**Items from a data source:**

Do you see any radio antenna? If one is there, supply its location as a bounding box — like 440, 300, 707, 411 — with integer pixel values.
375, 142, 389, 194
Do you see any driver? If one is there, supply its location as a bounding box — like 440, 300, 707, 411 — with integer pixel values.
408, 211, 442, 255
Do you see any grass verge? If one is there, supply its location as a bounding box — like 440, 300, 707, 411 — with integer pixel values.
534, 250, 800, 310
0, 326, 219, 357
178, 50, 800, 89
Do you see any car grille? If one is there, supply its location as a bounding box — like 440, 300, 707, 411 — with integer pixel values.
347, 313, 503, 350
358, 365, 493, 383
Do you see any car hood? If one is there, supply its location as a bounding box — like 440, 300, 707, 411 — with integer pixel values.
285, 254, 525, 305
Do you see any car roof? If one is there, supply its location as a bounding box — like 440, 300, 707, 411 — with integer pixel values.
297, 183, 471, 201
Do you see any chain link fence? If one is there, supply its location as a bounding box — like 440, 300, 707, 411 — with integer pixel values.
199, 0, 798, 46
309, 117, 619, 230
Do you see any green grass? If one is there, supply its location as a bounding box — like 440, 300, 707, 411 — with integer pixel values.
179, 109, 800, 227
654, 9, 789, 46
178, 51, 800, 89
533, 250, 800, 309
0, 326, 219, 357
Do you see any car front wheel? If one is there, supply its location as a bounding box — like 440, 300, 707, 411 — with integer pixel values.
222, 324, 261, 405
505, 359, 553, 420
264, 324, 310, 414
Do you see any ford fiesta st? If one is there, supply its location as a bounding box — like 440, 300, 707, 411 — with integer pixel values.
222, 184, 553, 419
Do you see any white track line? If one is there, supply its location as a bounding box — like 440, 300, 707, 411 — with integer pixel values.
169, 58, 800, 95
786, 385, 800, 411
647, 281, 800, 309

**Aim of the exercise:** Reproduce every line of the material above word for word, without changing anything.

**Worked answer:**
Do you see any radio antenna? If one is there, supply its location as a bounding box — like 440, 300, 707, 411 — with integer pixel values.
375, 142, 389, 194
Do you see any driver? If one is there, supply its location as a bounding box — like 440, 300, 707, 411 — with integer pixel values.
408, 211, 442, 255
Do you see any grass verge? If one is there, supply its location as a bounding box — like 440, 300, 707, 411 — with integer pixel values.
534, 250, 800, 310
0, 326, 219, 357
178, 50, 800, 89
Do you see any car grille? If one is there, supply its location as a bounding box — like 440, 300, 707, 411 — with integer pixel values.
347, 313, 503, 350
358, 365, 493, 383
Do you see any car hood? If one is there, supply its location as a bounding box — like 440, 300, 707, 411 — with integer pixel values.
285, 254, 525, 305
Do you see any car roof? If one is there, supply its location as a bounding box — like 440, 300, 707, 411 — with integer pixel values.
297, 183, 471, 201
Do you see any chain link fence? If one is there, supply its location as a bounding box — like 440, 300, 707, 411 — with integer pixel values.
199, 0, 798, 46
309, 117, 619, 230
Do you see any green grass? If one is there, supply its location as a bounding box — like 440, 300, 707, 411 — with integer pixel values.
179, 109, 800, 227
654, 9, 789, 46
178, 51, 800, 89
533, 250, 800, 309
0, 326, 219, 357
Do you see any car front wheel? If one is there, supply its location as a bounding box — like 440, 300, 707, 411 — with integer pixel values.
222, 324, 261, 405
505, 359, 553, 420
264, 324, 310, 414
Do you see any ford fiesta st? If one is there, supply its location as a bounding box — like 440, 300, 707, 411 — with integer pixel values.
222, 184, 553, 419
Do you see any white track line? If one is there, supply its location as a bounding box — like 440, 300, 707, 411 — with integer pixel values.
169, 58, 800, 95
786, 385, 800, 411
647, 281, 800, 309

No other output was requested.